[[ PAGE EXCERPT, beginning ]]

A few years ago, medical ethics expert Paul Ndebele, a noted African scholar, saw something at a malaria research site in Malawi that disturbed him: The project was using junior staff as bait to collect mosquitoes for research colonies and feeding the malaria-carrying insects human blood — straight from the source.
When the staffers offered their arms at mosquito mealtimes, they naturally risked infection, Ndebele said, warning that those who continued doing this while taking drugs to prevent or treat malaria were potentially sparking malarial drug resistance in mosquito populations.
Using humans as insect bait — a practice that has its own scientific label, Human Landing Catch (HLC) — is considered the most effective way to capture adult mosquitoes, but Ndebele questioned the ethics of it in an article for the Malawi Medical Journal in 2011.
Ndebele, assistant director for research ethics at the University of Botswana, was recently tapped to be a bioethicist contractor by the Henry Jackson Foundation in Bethesda, Md. With research sponsors at the National Institutes of Health and the European Commission, he’s a well-connected, peripatetic activist and academic.

[[ PAGE EXCERPT, end ]]
[[ GIVEN DATA, beginning ]]

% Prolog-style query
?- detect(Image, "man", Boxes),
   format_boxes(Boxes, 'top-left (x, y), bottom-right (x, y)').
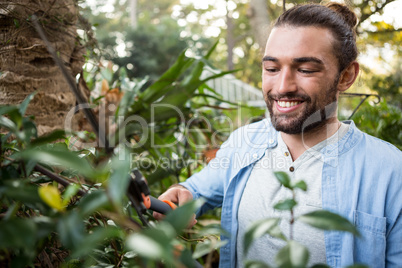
top-left (155, 3), bottom-right (402, 267)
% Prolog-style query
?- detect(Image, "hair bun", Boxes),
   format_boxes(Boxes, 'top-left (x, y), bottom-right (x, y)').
top-left (327, 3), bottom-right (357, 29)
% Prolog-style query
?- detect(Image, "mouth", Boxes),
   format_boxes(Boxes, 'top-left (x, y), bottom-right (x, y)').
top-left (276, 100), bottom-right (302, 108)
top-left (275, 100), bottom-right (304, 113)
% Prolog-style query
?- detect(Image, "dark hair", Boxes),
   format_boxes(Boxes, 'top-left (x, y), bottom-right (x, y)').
top-left (274, 3), bottom-right (358, 72)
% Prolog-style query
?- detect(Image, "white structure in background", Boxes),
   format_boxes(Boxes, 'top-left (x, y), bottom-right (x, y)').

[[ GIVEN DATA, end ]]

→ **EXERCISE OBJECTIVE**: Translate this sentence from the text about using people as mosquito bait into Spanish: "Using humans as insect bait — a practice that has its own scientific label, Human Landing Catch (HLC) — is considered the most effective way to capture adult mosquitoes, but Ndebele questioned the ethics of it in an article for the Malawi Medical Journal in 2011."

→ **RESULT BELOW**: Usar a seres humanos como cebo para insectos —una práctica que tiene su propia etiqueta científica, Human Landing Catch (HLC)— se considera la forma más eficaz de capturar mosquitos adultos, pero Ndebele cuestionó la ética de esta práctica en un artículo para el Malawi Medical Journal en 2011.